• **Assigned task 1**
From the SV-HotSpot methods passage, reproduce everything from "We determine that" down to "Fisher’s combined p-values.".
• **Assigned task 2**
According to the SV-HotSpot methods passage, what step size was used when SV-HotSpot was run for the analyses reported in the Results section?
• **Assigned task 3**
For each statement, say whether it agrees with the SV-HotSpot methods passage, answering yes or no and quoting the deciding words: (a) Peaks associated with the same gene are tested for dependency using a Fisher's exact test. (b) The representative of a peak family is the peak with the lowest FDR. (c) SV-HotSpot generates a custom track file for each chromosome that can be viewed on the UCSC Genome Browser.

We determine that the presence of SVs at a peak is associated with the expression of a nearby gene if any of the above comparisons results in the rejection of the null hypothesis that there is no difference in gene expression between groups. To achieve this, the Fisher’s method23 is used to combine the p-values of these tests. Subsequently, the false discovery rate (FDR) was estimated using the Benjamini–Hochberg24 using the Fisher’s combined p-values.

Additionally, SV-HotSpot groups dependent peaks that are likely driven by the same SV events and have similar consequences on the expression of nearby genes into peak families. To achieve this, after the peaks are identified, those associated with the same gene are tested for dependency using a Fisher’s exact test. If peaks are found to be dependent (significant overlap of the samples harboring SVs between the peaks), they are grouped as a peak family. The top-ranked peak (the peak with highest count of samples harboring the hotspot SVs) is reported as the representative of the peak family.

Finally, SV-HotSpot generates multiple visualizations (Fig. 2 top panel, Fig. 3) for interpretation of the genomic context and the association between SVs and gene expression. In these visualizations, SV-HotSpot overlays multiple tracks to show copy number alterations, SV breakpoint aggregation, segments of duplications and deletions, gene and regulatory element annotation, and ChIP-Seq coverage in close proximity to the peaks and its nearby genes (Fig. 3a). In addition, the expression of nearby genes is plotted to highlight associations with recurrent SVs (Fig. 3b), with different types of SVs (Fig. 3c), and with copy number status of both the peak and nearby genes (Fig. 3d). SV-HotSpot also provides an additional visualization of the distribution of identified peaks on each chromosome (Fig. 2, top panel). Furthermore, SV-HotSpot generates a custom track file for each chromosome that can be viewed on the UCSC Genome Browser.

For analyses reported in the Results section, SV-HotSpot was run using a sliding window size of 100 kb, step size of 30 kb, peak merging distance of 50 kb, default parameters for peakPick, and peak merging parameters k = 1, delta = 5%. Only peaks smaller than 500 kb (except for those associated with altered expression of a COSMIC census gene25) and present in at least 15% of samples with an FDR < 0.05 and at least one of 12 expression associations significant at a p-value < 0.05 (Wilcoxon test) were retained. Additionally, only genes with mean expression > 10 TPM (Transcripts Per Million) in a group from a significant comparison were retained.

• **Study material**
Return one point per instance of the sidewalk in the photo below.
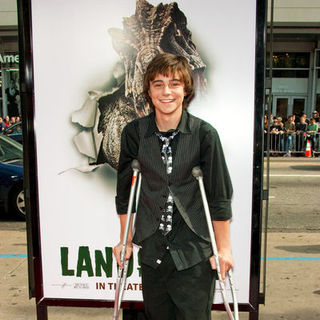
(293, 286)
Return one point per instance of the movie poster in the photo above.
(89, 59)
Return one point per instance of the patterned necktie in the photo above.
(166, 155)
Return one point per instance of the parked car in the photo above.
(11, 177)
(14, 131)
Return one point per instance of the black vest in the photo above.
(156, 184)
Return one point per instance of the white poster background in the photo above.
(73, 54)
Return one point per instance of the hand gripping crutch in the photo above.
(197, 173)
(122, 273)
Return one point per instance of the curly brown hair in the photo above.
(169, 64)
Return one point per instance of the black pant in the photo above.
(178, 295)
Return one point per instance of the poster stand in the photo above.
(31, 187)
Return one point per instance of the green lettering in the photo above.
(105, 264)
(84, 262)
(64, 262)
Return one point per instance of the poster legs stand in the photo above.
(133, 314)
(254, 315)
(42, 312)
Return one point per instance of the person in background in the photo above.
(312, 129)
(301, 130)
(290, 128)
(7, 121)
(12, 120)
(13, 98)
(2, 126)
(315, 115)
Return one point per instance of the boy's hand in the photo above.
(117, 252)
(225, 260)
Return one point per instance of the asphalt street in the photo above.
(292, 264)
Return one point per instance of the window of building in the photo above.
(290, 65)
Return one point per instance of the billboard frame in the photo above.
(31, 183)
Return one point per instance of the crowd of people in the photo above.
(8, 121)
(291, 135)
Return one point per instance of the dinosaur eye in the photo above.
(178, 33)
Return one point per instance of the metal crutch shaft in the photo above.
(122, 273)
(197, 173)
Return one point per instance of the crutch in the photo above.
(197, 173)
(122, 273)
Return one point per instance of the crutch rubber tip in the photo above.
(135, 165)
(197, 172)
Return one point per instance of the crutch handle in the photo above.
(122, 273)
(135, 165)
(197, 172)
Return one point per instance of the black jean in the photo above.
(178, 295)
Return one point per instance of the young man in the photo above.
(176, 257)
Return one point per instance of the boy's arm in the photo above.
(222, 235)
(129, 151)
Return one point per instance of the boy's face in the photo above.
(167, 94)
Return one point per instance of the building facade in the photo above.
(295, 57)
(9, 59)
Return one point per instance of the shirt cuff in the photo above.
(221, 210)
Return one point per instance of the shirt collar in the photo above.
(183, 126)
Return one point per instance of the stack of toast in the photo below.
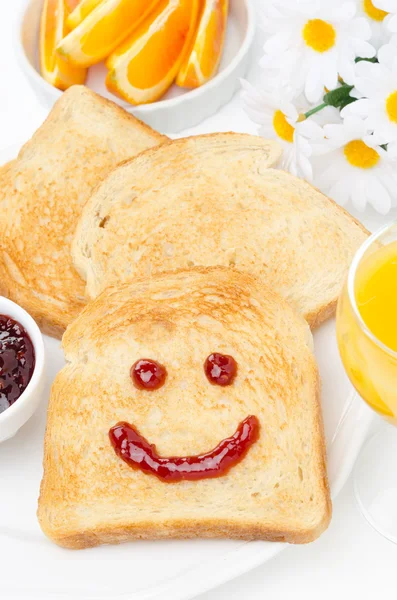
(146, 248)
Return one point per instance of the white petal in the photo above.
(339, 192)
(392, 24)
(358, 192)
(378, 196)
(387, 5)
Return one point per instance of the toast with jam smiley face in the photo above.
(170, 376)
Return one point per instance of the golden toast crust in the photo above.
(43, 192)
(214, 200)
(278, 492)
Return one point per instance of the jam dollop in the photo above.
(148, 374)
(136, 451)
(221, 369)
(17, 361)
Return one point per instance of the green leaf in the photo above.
(339, 97)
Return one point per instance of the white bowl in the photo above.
(12, 419)
(180, 109)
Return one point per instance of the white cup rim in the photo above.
(16, 312)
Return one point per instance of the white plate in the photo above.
(179, 109)
(32, 567)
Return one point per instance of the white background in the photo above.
(350, 560)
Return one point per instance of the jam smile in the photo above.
(137, 452)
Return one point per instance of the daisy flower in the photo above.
(389, 7)
(312, 42)
(376, 18)
(278, 118)
(357, 172)
(376, 90)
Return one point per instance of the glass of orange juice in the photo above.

• **Answer section 1**
We determine that the presence of SVs at a peak is associated with the expression of a nearby gene if any of the above comparisons results in the rejection of the null hypothesis that there is no difference in gene expression between groups. To achieve this, the Fisher’s method23 is used to combine the p-values of these tests. Subsequently, the false discovery rate (FDR) was estimated using the Benjamini–Hochberg24 using the Fisher’s combined p-values.

• **Answer section 2**
30 kb

• **Answer section 3**
(a) Yes: "those associated with the same gene are tested for dependency using a Fisher’s exact test"
(b) No: "The top-ranked peak (the peak with highest count of samples harboring the hotspot SVs) is reported as the representative of the peak family."
(c) Yes: "SV-HotSpot generates a custom track file for each chromosome that can be viewed on the UCSC Genome Browser"